◆ **Kutipan Bacaan**
● ● ● ● ●
Share to: share facebook share twitter share wa share telegram print page

Suku Tolaki

Suku Tolaki
Pakaian adat Suku Tolaki
Daerah dengan populasi signifikan
       Sulawesi Tenggara900.000
       DKI Jakarta100.200
       Jawa Barat40.700
       Sulawesi Tengah30.900
Bahasa
Tolaki, Indonesia, Melayu (dituturkan oleh komunitas yang berdomisili di Malaysia dan Singapura), Belanda (hanya digunakan oleh yang tinggal di Belanda dan Amerika Serikat)
Agama
Mayoritas
Islam Sunni
Minoritas
Kristen (Protestan, Katolik)
Kejawen
Hindu
Buddha
Konghucu
Kelompok etnik terkait
Moronene, Bugis, Muna, Buton, Bungku, Kaili, Wawonii, Toraja, Mori
Peta sebaran bahasa Bungku-Tolaki menurut Mead (1998).

Suku Tolaki adalah etnis terbesar yang berada di provinsi Sulawesi Tenggara. Suku Tolaki merupakan etnis yang berdiam di jazirah tenggara pulau Sulawesi. Suku Tolaki merupakan suku asli daerah di daratan tenggara pulau Sulawesi namun suku ini terpengaruh banyak sekali budaya Melayu yang membuatnya berbeda dari suku lain di Sulawesi.[1] Suku Tolaki tersebar di 7 kabupaten/kota di provinsi Sulawesi Tenggara yang meliputi Kota Kendari, Kabupaten Konawe, Konawe Selatan, Konawe Utara, Konawe Kepulauan, Kolaka, Kolaka Utara, dan Kolaka Timur.[2]

Sejarah

Masyarakat Tolaki sejak zaman prasejarah telah memiliki jejak peradaban, hal ini dibuktikan dengan ditemukannya peninggalan arkeologi di beberapa gua atau kumapo di Konawe bagian utara maupun beberapa gua yang ada di daerah ini. Lokasi situs gua-gua di daerah ini umumnya terletak di Konawe bagian Utara seperti Asera, Lasolo, Wiwirano, Langgikima, Lamonae, diantaranya gua Tanggalasi, gua Tengkorak I, gua Tengkorak II, gua Anawai Ngguluri, gua Wawosabano, gua Tenggere dan gua Kelelawar serta masih banyak situs gua prasejarah yang belum teridentifikasi.
● ● ● ● ●
Entri dari dataset:
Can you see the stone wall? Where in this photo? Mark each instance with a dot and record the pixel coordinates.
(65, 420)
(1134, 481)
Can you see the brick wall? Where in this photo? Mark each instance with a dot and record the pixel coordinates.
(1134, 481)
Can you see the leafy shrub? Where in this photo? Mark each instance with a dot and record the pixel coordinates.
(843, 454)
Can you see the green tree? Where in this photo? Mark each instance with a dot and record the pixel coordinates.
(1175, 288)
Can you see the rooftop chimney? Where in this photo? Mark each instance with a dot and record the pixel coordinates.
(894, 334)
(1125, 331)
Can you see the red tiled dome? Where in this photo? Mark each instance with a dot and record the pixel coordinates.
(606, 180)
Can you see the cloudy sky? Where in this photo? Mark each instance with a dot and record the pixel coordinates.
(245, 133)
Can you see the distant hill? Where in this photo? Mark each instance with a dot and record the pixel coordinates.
● ● ● ● ●
◆ **Tugas**
Tolong salin dengan persis bagian teks tentang Suku Tolaki di atas, mulai dari "Share to: share" dan terus hingga "dan Amerika Serikat)".

◆ **Jawaban Latihan**
Share to: share facebook share twitter share wa share telegram print page

Suku Tolaki

Suku Tolaki
Pakaian adat Suku Tolaki
Daerah dengan populasi signifikan
       Sulawesi Tenggara900.000
       DKI Jakarta100.200
       Jawa Barat40.700
       Sulawesi Tengah30.900
Bahasa
Tolaki, Indonesia, Melayu (dituturkan oleh komunitas yang berdomisili di Malaysia dan Singapura), Belanda (hanya digunakan oleh yang tinggal di Belanda dan Amerika Serikat)